▶ **RECORDS FOR THE TASK**:
________________

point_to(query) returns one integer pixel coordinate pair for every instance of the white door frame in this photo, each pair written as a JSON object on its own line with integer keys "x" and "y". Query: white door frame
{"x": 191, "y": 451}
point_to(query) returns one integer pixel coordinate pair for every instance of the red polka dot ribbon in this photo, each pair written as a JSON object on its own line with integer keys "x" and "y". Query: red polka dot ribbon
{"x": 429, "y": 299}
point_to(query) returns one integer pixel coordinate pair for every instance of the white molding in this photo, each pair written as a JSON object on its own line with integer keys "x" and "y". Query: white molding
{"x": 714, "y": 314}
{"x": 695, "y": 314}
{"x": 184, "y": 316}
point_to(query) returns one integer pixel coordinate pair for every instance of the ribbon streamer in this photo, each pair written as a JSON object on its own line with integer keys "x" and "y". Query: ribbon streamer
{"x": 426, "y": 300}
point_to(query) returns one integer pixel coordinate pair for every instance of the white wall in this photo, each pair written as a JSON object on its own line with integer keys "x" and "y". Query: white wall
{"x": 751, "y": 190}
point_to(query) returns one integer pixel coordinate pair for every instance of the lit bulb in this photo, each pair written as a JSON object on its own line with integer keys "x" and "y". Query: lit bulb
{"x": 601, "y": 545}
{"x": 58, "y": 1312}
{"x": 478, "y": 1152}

________________

▶ **REQUIRED WORK**: When you output the entries, keep every line exactly as it appears above.

▶ **ANSWER SECTION**:
point_to(query) returns one integer pixel coordinate pair for every instance of the white door frame in this photo, each pair written as a JSON object on its own line with integer keys "x" and "y". Query: white door frame
{"x": 191, "y": 451}
point_to(query) returns one integer pixel coordinate pair for every instance of the red polka dot ribbon in this photo, each pair written as a JSON object on its own line with integer keys "x" and "y". Query: red polka dot ribbon
{"x": 429, "y": 299}
point_to(query) returns one integer pixel coordinate pair for every instance of the white molding in this photo, each pair written as a JSON object on its own line with integer keys "x" and "y". Query: white molding
{"x": 714, "y": 314}
{"x": 695, "y": 314}
{"x": 184, "y": 316}
point_to(query) returns one integer pixel coordinate pair for every instance of the ribbon streamer in this photo, each pair written as a JSON object on its own line with integer keys "x" and "y". Query: ribbon streamer
{"x": 426, "y": 300}
point_to(query) returns one integer pixel coordinate pair for every instance of the white wall in this photo, each pair written as a JSON object on its own line with integer keys "x" and "y". Query: white wall
{"x": 751, "y": 190}
point_to(query) returns one integer pixel coordinate pair for every instance of the lit bulb in this photo, each pair written as a JSON object on its own line with integer keys "x" and "y". Query: lit bulb
{"x": 601, "y": 545}
{"x": 58, "y": 1312}
{"x": 478, "y": 1152}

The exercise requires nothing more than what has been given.